[Start of Records shown]

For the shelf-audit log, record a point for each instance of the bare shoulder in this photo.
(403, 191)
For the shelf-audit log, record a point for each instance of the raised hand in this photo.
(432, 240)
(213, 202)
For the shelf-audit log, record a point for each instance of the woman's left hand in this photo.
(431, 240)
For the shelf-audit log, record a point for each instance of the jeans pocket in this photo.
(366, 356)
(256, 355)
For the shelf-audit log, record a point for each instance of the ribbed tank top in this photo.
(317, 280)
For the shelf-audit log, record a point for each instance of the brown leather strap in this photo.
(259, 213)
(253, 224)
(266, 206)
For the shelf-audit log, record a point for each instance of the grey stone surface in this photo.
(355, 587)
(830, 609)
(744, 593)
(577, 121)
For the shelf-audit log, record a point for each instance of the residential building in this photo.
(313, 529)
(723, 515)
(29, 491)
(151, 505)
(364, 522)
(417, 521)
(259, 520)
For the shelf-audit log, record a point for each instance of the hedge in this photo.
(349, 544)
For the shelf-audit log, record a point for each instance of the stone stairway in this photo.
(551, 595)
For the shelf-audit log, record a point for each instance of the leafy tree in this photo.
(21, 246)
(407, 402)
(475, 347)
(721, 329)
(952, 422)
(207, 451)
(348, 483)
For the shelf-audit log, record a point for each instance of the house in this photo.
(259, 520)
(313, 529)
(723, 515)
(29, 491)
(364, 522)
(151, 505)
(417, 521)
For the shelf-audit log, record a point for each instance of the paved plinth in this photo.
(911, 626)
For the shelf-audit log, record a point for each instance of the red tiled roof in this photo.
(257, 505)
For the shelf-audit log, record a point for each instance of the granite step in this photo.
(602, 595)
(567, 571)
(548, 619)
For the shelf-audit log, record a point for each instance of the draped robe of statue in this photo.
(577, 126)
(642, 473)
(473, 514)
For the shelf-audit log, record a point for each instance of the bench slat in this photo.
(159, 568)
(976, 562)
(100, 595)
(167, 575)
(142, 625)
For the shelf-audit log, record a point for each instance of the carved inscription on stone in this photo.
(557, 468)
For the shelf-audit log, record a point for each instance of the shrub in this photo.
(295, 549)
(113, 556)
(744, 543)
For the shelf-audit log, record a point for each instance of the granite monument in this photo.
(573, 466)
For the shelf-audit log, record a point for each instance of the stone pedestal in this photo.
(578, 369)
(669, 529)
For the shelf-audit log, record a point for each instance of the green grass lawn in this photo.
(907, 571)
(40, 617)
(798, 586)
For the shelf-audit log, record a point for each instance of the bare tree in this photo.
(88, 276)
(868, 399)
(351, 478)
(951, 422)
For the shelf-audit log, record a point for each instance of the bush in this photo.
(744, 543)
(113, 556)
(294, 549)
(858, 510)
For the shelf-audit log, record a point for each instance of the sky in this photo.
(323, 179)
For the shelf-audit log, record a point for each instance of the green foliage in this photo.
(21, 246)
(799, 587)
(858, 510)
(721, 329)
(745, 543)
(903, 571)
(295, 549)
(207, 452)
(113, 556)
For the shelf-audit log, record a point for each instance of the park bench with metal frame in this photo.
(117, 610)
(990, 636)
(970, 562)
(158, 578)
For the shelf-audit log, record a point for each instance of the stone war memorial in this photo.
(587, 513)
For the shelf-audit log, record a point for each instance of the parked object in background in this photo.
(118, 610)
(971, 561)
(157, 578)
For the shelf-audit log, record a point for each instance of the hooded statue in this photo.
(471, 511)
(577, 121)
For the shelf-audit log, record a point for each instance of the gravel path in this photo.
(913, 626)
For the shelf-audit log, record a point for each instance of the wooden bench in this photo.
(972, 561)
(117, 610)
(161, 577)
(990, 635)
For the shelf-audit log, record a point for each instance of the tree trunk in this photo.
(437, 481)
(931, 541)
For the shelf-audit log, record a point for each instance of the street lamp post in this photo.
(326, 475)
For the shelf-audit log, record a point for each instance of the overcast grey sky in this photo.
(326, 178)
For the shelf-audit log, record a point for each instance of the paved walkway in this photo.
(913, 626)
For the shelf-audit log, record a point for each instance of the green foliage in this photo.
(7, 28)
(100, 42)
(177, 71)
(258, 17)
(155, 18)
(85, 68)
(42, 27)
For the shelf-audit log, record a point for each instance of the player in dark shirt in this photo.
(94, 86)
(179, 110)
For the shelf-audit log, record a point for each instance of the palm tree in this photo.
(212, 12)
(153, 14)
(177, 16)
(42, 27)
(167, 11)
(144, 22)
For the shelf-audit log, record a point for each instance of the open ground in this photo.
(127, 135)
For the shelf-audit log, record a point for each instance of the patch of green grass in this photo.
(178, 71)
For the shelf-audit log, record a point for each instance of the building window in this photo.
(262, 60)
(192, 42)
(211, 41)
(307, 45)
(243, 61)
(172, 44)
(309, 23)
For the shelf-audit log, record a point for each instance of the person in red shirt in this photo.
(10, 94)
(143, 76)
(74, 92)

[End of Records shown]

• **Task objective**
Recast every line of the records above as a Markdown table with two columns, Row and Entry. Number the rows in order and leave out any blank lines.

• **Response**
| Row | Entry |
|---|---|
| 1 | For the shelf-audit log, record a point for each instance of the bare shoulder in this photo. |
| 2 | (403, 191) |
| 3 | For the shelf-audit log, record a point for each instance of the raised hand in this photo. |
| 4 | (432, 240) |
| 5 | (213, 202) |
| 6 | For the shelf-audit log, record a point for each instance of the woman's left hand in this photo. |
| 7 | (431, 240) |
| 8 | For the shelf-audit log, record a point for each instance of the jeans pocket in this photo. |
| 9 | (366, 356) |
| 10 | (256, 355) |
| 11 | For the shelf-audit log, record a point for each instance of the ribbed tank top in this photo. |
| 12 | (317, 280) |
| 13 | For the shelf-audit log, record a point for each instance of the brown leather strap in this photo. |
| 14 | (259, 213) |
| 15 | (253, 224) |
| 16 | (266, 206) |
| 17 | For the shelf-audit log, record a point for each instance of the grey stone surface in this photo. |
| 18 | (355, 587) |
| 19 | (830, 609) |
| 20 | (744, 593) |
| 21 | (577, 121) |
| 22 | For the shelf-audit log, record a point for each instance of the residential building in this photo. |
| 23 | (313, 529) |
| 24 | (723, 515) |
| 25 | (29, 491) |
| 26 | (151, 505) |
| 27 | (364, 522) |
| 28 | (417, 521) |
| 29 | (259, 520) |
| 30 | For the shelf-audit log, record a point for each instance of the hedge in this photo. |
| 31 | (349, 544) |
| 32 | For the shelf-audit log, record a point for each instance of the stone stairway in this photo. |
| 33 | (551, 595) |
| 34 | For the shelf-audit log, record a point for each instance of the leafy tree in this photo. |
| 35 | (21, 246) |
| 36 | (407, 402) |
| 37 | (475, 347) |
| 38 | (721, 329) |
| 39 | (952, 422) |
| 40 | (207, 451) |
| 41 | (348, 483) |
| 42 | For the shelf-audit log, record a point for each instance of the house in this photo. |
| 43 | (259, 520) |
| 44 | (313, 529) |
| 45 | (723, 515) |
| 46 | (29, 491) |
| 47 | (364, 522) |
| 48 | (151, 505) |
| 49 | (417, 521) |
| 50 | For the shelf-audit log, record a point for each instance of the paved plinth in this photo. |
| 51 | (911, 626) |
| 52 | For the shelf-audit log, record a point for each instance of the red tiled roof in this photo. |
| 53 | (257, 505) |
| 54 | For the shelf-audit log, record a point for each instance of the granite step in this photo. |
| 55 | (602, 595) |
| 56 | (567, 571) |
| 57 | (548, 619) |
| 58 | For the shelf-audit log, record a point for each instance of the draped robe of statue in this photo. |
| 59 | (577, 126) |
| 60 | (642, 473) |
| 61 | (473, 514) |
| 62 | For the shelf-audit log, record a point for each instance of the bench slat in this photo. |
| 63 | (159, 568) |
| 64 | (976, 562) |
| 65 | (100, 595) |
| 66 | (167, 575) |
| 67 | (142, 625) |
| 68 | For the shelf-audit log, record a point for each instance of the carved inscription on stone in this photo. |
| 69 | (557, 468) |
| 70 | For the shelf-audit log, record a point for each instance of the shrub in this photo. |
| 71 | (295, 549) |
| 72 | (113, 556) |
| 73 | (744, 543) |
| 74 | For the shelf-audit log, record a point for each instance of the granite monument in this photo. |
| 75 | (573, 466) |
| 76 | For the shelf-audit log, record a point for each instance of the stone pedestal in this photo. |
| 77 | (578, 369) |
| 78 | (669, 529) |
| 79 | For the shelf-audit log, record a point for each instance of the green grass lawn in this photo. |
| 80 | (907, 571) |
| 81 | (40, 617) |
| 82 | (798, 586) |
| 83 | For the shelf-audit log, record a point for each instance of the bare tree in this photo. |
| 84 | (88, 276) |
| 85 | (868, 399) |
| 86 | (351, 478) |
| 87 | (951, 422) |
| 88 | For the shelf-audit log, record a point for each instance of the bush in this photo. |
| 89 | (744, 543) |
| 90 | (113, 556) |
| 91 | (294, 549) |
| 92 | (858, 510) |
| 93 | For the shelf-audit log, record a point for each instance of the sky in this photo. |
| 94 | (323, 179) |
| 95 | For the shelf-audit log, record a point for each instance of the green foliage in this photo. |
| 96 | (21, 246) |
| 97 | (799, 587) |
| 98 | (858, 510) |
| 99 | (721, 329) |
| 100 | (745, 543) |
| 101 | (903, 571) |
| 102 | (295, 549) |
| 103 | (207, 452) |
| 104 | (113, 556) |
| 105 | For the shelf-audit log, record a point for each instance of the park bench with metal frame in this photo. |
| 106 | (117, 610) |
| 107 | (990, 636) |
| 108 | (970, 562) |
| 109 | (158, 578) |
| 110 | For the shelf-audit log, record a point for each instance of the stone war memorial in this photo. |
| 111 | (587, 513) |
| 112 | For the shelf-audit log, record a point for each instance of the parked object in background in this photo. |
| 113 | (118, 610) |
| 114 | (971, 561) |
| 115 | (157, 578) |
| 116 | For the shelf-audit log, record a point for each instance of the hooded statue in this photo. |
| 117 | (471, 511) |
| 118 | (577, 121) |
| 119 | For the shelf-audit log, record a point for each instance of the gravel path in this photo. |
| 120 | (913, 626) |
| 121 | For the shelf-audit log, record a point for each instance of the wooden bench in this photo. |
| 122 | (972, 561) |
| 123 | (117, 610) |
| 124 | (161, 577) |
| 125 | (990, 635) |
| 126 | For the shelf-audit log, record a point for each instance of the tree trunk in this photo. |
| 127 | (437, 481) |
| 128 | (931, 541) |
| 129 | For the shelf-audit log, record a point for each instance of the street lamp post in this photo. |
| 130 | (326, 475) |
| 131 | For the shelf-audit log, record a point for each instance of the overcast grey sky in this photo. |
| 132 | (326, 178) |
| 133 | For the shelf-audit log, record a point for each instance of the paved walkway in this photo. |
| 134 | (913, 626) |
| 135 | For the shelf-audit log, record a point for each instance of the green foliage in this photo. |
| 136 | (7, 28) |
| 137 | (100, 42) |
| 138 | (177, 71) |
| 139 | (258, 17) |
| 140 | (155, 18) |
| 141 | (85, 68) |
| 142 | (42, 27) |
| 143 | For the shelf-audit log, record a point for each instance of the player in dark shirt in this photo. |
| 144 | (94, 86) |
| 145 | (179, 110) |
| 146 | For the shelf-audit log, record a point for each instance of the palm tree in this photo. |
| 147 | (212, 12) |
| 148 | (153, 14) |
| 149 | (177, 16) |
| 150 | (42, 27) |
| 151 | (167, 11) |
| 152 | (144, 22) |
| 153 | For the shelf-audit log, record a point for each instance of the open ground in this photo. |
| 154 | (127, 135) |
| 155 | For the shelf-audit log, record a point for each instance of the patch of green grass in this photo. |
| 156 | (178, 71) |
| 157 | For the shelf-audit log, record a point for each instance of the building window in this photo. |
| 158 | (262, 60) |
| 159 | (192, 42) |
| 160 | (211, 41) |
| 161 | (307, 45) |
| 162 | (243, 61) |
| 163 | (172, 44) |
| 164 | (309, 23) |
| 165 | For the shelf-audit log, record a point for each instance of the person in red shirt in this photo. |
| 166 | (10, 94) |
| 167 | (143, 76) |
| 168 | (74, 92) |